PM’s Address to US Congress: Take a Bow Mr Modi, You Deserve It
Challenge for Modi govt would be to build a rapport with the new administration in Washington, writes Harsh V Pant.
It was Narendra Modi at his best. Once again, the Indian Prime Minister proved why he remains India’s best ambassador. Modi’s address to the joint session of the US Congress on 8 June was a great mixture of wit, exuberance and vision. He saluted the forces that bind India and the US together even as he charted out a new vision of the future. And he could rightly proclaim that finally Indo-US ties have “overcome the hesitations of history.” It is his leadership which has managed to salvage Indo-US ties from the morass they had sunk into during the last few years of the UPA-II. In just two years, Modi has galvanised an ossified Indian bureaucracy and given a new sense of purpose to India’s engagement with the US.
Modi’s vision is not restricted to South Asia but is global in line with this thinking about making India a leading global power. He underscored this when he suggested to the US Congress that, “A strong India-US partnership can anchor peace, prosperity and stability from Asia to Africa and from Indian Ocean to the Pacific. It can also help ensure security of the sea lanes of commerce and freedom of navigation on seas.”
Without naming Pakistan, he commended the US Congress “for sending a clear message to those who preach and practise terrorism for political gains. Refusing to reward them is the first step towards holding them accountable for their actions.” Modi wants New Delhi and Washington to work together to isolate “those who harbour, support and sponsor terrorists, that does not distinguish between ‘good’ and ‘bad’ terrorists, and that delinks religion from terrorism”.
Strategic Convergence between India and US
Modi was aware of the criticism that his government has been facing in some quarters of the US polity for its handling of religious minorities, which was underlined in the US Commission for International Religious Freedom’s annual report that claimed, religious freedom in India was on a “negative trajectory” in 2015. Addressing his critics, Modi made it clear that for his government “the Constitution is its real holy book. And, in that holy book, freedom of faith, speech and franchise, and equality of all citizens, regardless of background, are enshrined as fundamental rights.” This was vintage Modi – not defensive but dealing with critics on his own terms.
He shared his “long and ambitious” to-do list with his American interlocutors to give them a sense of an increasingly ambitious, aspirational and impatient India even as he made it clear that “these are not just aspirations. They are goals to be reached in a finite time-frame. And to be achieved with a light carbon foot print, with greater emphasis on renewables.”
The warmth with which Modi’s address was received by members of the US Congress is a tribute to the Modi government’s deft handling of the US, and the underlying strategic convergence between the world’s two major democracies.

:: DATA EXTRACT ::
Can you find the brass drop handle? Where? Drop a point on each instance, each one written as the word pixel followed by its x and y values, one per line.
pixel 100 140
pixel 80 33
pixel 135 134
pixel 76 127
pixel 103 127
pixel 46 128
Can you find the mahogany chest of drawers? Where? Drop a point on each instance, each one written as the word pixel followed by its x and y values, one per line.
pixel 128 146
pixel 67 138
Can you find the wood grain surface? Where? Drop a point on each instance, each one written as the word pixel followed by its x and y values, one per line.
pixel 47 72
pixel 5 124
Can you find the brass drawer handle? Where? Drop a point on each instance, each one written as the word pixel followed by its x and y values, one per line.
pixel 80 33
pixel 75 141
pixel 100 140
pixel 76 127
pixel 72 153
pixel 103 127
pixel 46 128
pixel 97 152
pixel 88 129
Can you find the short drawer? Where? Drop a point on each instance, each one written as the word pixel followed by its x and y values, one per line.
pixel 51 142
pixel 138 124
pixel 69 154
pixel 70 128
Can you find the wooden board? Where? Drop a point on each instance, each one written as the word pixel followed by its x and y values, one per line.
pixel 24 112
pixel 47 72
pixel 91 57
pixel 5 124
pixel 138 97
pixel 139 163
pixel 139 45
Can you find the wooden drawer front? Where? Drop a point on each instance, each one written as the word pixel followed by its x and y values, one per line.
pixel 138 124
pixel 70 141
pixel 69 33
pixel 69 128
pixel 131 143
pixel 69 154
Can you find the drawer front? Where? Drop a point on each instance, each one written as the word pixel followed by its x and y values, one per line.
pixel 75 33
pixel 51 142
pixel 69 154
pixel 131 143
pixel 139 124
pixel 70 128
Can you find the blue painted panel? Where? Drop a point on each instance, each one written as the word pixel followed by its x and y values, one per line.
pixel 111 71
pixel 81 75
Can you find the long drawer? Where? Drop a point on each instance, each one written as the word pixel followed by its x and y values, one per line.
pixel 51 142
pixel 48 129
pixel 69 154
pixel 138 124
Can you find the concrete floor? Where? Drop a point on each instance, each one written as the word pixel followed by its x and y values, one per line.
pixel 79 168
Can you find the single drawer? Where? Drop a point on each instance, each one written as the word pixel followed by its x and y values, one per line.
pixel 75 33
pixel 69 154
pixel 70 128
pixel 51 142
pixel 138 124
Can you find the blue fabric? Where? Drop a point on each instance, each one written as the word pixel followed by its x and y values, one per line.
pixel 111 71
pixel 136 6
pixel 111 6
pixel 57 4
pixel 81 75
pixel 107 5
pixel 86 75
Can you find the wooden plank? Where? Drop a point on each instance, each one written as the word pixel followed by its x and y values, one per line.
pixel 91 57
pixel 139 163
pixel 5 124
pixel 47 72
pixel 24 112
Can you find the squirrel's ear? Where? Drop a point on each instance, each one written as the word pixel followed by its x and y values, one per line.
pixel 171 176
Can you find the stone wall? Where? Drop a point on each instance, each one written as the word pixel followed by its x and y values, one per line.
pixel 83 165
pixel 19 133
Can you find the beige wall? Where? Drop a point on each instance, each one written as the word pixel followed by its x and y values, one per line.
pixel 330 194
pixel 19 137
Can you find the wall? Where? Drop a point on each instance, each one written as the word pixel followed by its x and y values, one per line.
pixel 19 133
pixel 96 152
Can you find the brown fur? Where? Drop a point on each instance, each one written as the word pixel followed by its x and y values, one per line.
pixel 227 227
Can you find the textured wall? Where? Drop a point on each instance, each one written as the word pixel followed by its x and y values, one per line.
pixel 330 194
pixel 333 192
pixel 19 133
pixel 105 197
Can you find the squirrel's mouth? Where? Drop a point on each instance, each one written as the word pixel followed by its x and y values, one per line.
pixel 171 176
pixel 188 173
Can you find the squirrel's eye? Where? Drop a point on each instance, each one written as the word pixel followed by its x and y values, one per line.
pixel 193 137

:: EXERCISES ::
A. In the listing, render the lines starting with the line containing "Can you find the wall?" and going on through the line containing "pixel 96 152" as a Markdown table with columns named Row and Line, skipping any blank lines.
B. Extend the commentary on Narendra Modi's address to the US Congress past its final sentence.

:: OUTPUTS ::
A.
| Row | Line |
|---|---|
| 1 | Can you find the wall? Where? Drop a point on each instance, each one written as the word pixel followed by its x and y values, one per line. |
| 2 | pixel 19 133 |
| 3 | pixel 96 152 |

B.
The joint statement issued by Modi and Barack Obama also captured the strategic sweep of the Indo-US relationship. It included making India a “major defence partner” of the US in technology transfer and a “priority partner” in the Asia-Pacific, asking other countries to support India’s bid for admission to the Missile Technology Control Regime (MTCR) and the Nuclear Suppliers Group (NSG), and treating the Pathankot terror attack with the same level of seriousness as the Mumbai 26/11 terror attacks.
Deliverables from the Meet
A separate joint document focusing on cyber security was issued and a funding initiative towards climate change was announced. There has also been some concrete movement on the civil nuclear cooperation with the decision by Westinghouse to set up six nuclear reactors in India. Against the backdrop of China’s refusal to support India’s entry into the NSG, the US has called on all NSG countries to support India’s application at the plenary meeting on June 24 even as India’s imminent entry into the Missile Technology Control Regime (MTCR) has been confirmed.
LEMOA or Logistics Exchange Memorandum of Agreement which allows each military to avail logistics support facilities of the other while on joint training, Humanitarian Assistance and Disaster Relief (HADR), and port calls, is on its way towards finalisation.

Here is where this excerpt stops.